▶ WORK ORDER:
Set the records down again. Match every line exactly.

▶ RECORDS SHOWN:
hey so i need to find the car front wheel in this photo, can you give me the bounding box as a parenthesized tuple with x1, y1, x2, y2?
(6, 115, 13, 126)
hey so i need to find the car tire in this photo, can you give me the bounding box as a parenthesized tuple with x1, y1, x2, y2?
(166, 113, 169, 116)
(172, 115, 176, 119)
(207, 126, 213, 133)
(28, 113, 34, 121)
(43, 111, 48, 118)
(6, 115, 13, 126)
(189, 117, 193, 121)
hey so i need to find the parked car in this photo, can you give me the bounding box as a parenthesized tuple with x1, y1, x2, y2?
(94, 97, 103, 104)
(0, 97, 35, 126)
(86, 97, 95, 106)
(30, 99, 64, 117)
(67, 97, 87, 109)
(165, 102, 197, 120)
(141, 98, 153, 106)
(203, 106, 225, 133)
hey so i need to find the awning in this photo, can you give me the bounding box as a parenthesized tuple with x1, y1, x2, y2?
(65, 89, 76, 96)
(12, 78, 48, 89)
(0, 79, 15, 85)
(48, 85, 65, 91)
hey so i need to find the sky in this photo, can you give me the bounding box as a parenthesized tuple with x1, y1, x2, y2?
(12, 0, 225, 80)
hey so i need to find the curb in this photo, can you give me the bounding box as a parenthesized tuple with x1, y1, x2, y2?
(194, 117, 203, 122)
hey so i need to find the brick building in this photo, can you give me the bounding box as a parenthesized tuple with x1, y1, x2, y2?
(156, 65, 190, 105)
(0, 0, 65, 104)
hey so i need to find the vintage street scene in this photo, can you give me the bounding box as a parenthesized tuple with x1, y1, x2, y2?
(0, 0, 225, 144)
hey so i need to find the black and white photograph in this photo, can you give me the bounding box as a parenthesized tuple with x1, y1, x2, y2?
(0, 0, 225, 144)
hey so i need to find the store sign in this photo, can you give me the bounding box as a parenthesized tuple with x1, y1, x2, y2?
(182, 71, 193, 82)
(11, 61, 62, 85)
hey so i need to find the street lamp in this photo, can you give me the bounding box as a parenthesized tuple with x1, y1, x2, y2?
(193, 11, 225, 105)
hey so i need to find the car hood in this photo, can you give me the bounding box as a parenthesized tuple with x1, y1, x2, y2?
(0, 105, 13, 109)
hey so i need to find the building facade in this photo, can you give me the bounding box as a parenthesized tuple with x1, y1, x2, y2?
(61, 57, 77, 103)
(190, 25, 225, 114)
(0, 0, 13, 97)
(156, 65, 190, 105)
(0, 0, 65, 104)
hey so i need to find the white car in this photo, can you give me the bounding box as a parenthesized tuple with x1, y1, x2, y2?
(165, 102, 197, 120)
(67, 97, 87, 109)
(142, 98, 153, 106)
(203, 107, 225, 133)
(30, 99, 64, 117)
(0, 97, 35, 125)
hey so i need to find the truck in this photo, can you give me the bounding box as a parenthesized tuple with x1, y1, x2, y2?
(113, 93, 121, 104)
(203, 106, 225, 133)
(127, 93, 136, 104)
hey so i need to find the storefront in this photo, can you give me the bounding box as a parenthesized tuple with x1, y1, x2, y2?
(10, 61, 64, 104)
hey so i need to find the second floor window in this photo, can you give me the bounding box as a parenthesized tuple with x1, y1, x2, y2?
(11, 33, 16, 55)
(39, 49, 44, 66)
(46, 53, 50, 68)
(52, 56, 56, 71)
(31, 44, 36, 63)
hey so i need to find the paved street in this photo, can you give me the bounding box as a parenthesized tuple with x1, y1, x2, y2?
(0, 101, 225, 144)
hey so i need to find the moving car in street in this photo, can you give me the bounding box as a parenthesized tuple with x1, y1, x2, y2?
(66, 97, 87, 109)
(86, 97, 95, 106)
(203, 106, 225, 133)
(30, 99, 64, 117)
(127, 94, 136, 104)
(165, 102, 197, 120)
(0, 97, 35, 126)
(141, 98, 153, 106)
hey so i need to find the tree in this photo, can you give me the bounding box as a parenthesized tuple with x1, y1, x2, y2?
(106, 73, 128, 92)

▶ EXPECTED ANSWER:
hey so i need to find the car front wheel in this photo, can you give me the bounding box as a parenthesized tuple with x1, y1, x2, y2?
(6, 115, 13, 126)
hey so i need to find the car tire in this photo, can you give me the bounding box as a parenthesized tuple with x1, y1, x2, y2?
(166, 113, 169, 116)
(172, 115, 176, 119)
(207, 126, 213, 133)
(28, 113, 34, 121)
(43, 111, 48, 118)
(6, 115, 13, 126)
(189, 117, 193, 121)
hey so i need to find the parked car in this photo, can you give me the bounding box as a parenthesized tuple with x1, y1, x2, y2?
(94, 97, 103, 104)
(0, 97, 35, 126)
(86, 97, 95, 106)
(30, 99, 64, 117)
(67, 97, 87, 109)
(165, 102, 197, 120)
(141, 98, 153, 106)
(203, 106, 225, 133)
hey so i need to find the awning in this photo, can you give me the bounding box as a parenthesized tuple with x1, y1, x2, y2?
(65, 89, 76, 96)
(12, 78, 48, 89)
(0, 79, 15, 85)
(48, 85, 65, 91)
hey so i need to find the sky in this photo, can you give me the bounding box as a parenthesized tuple with x1, y1, x2, y2?
(12, 0, 225, 80)
hey so i need to find the curb in this photo, can you give me the bounding box as a parenthesized tuple with x1, y1, x2, y2?
(194, 117, 203, 122)
hey so i need to find the brick building in this photo, can you give me the bounding box as a parenthesized tuple with x1, y1, x2, y2?
(156, 65, 190, 105)
(0, 0, 65, 104)
hey so i need to find the vintage street scene in this photo, can you give me the bounding box as a parenthesized tuple with x1, y1, x2, y2?
(0, 0, 225, 144)
hey so i need to find the black and white photograph in this photo, can you give me the bounding box as a parenthesized tuple with x1, y1, x2, y2?
(0, 0, 225, 144)
hey so i need to find the store sign in this photo, can you give me the bounding box as a parenthesized tuple with x1, y1, x2, y2?
(182, 71, 193, 82)
(11, 61, 62, 85)
hey so i need to find the street lamp in this photo, can you give me the bounding box as a parenthesized tuple with x1, y1, x2, y2?
(193, 11, 225, 105)
hey so i need to find the car hood in this photo, can you give me the bounding box as a parenthesized tuple with x1, y1, x2, y2?
(0, 105, 13, 109)
hey so i need to find the building facade in this photo, can you give me the bounding box as a parenthesized tuple with x1, y1, x2, y2?
(61, 57, 77, 103)
(190, 25, 225, 114)
(0, 0, 13, 97)
(156, 65, 190, 105)
(0, 0, 65, 104)
hey so i need to find the white car in this photo, can you give me the bounding box as a parenthesized tuple with x1, y1, x2, y2?
(165, 102, 197, 120)
(67, 97, 87, 109)
(142, 98, 153, 106)
(203, 107, 225, 133)
(30, 99, 64, 117)
(0, 97, 35, 125)
hey so i need to find the truck in this photo, can you give me the bounding box as a parenthesized tuple with x1, y1, x2, y2?
(113, 93, 121, 104)
(203, 106, 225, 133)
(127, 93, 136, 104)
hey so i need to find the storefront in this photo, can you give me the bounding box as a parenthesized tuple with x1, y1, x2, y2?
(10, 61, 64, 104)
hey so i need to find the second floor window in this photo, can you give me the bounding box as a parenthesized tuple with x1, y1, x2, y2?
(11, 33, 16, 55)
(39, 49, 44, 66)
(46, 53, 50, 68)
(52, 56, 56, 71)
(31, 44, 36, 63)
hey so i need to find the paved street in this photo, can you give me the bounding box as a parenthesized tuple with x1, y1, x2, y2?
(0, 101, 225, 144)
hey so i need to find the moving car in street in this photo, can you give me the bounding box as a parenthesized tuple with x1, y1, x2, y2?
(66, 97, 87, 109)
(86, 97, 95, 106)
(203, 106, 225, 133)
(30, 99, 64, 117)
(127, 94, 136, 104)
(165, 102, 197, 120)
(0, 97, 35, 126)
(141, 98, 153, 106)
hey so i need to find the tree in this photo, can you give me the bounding box as a parenthesized tuple with x1, y1, x2, y2?
(106, 73, 128, 92)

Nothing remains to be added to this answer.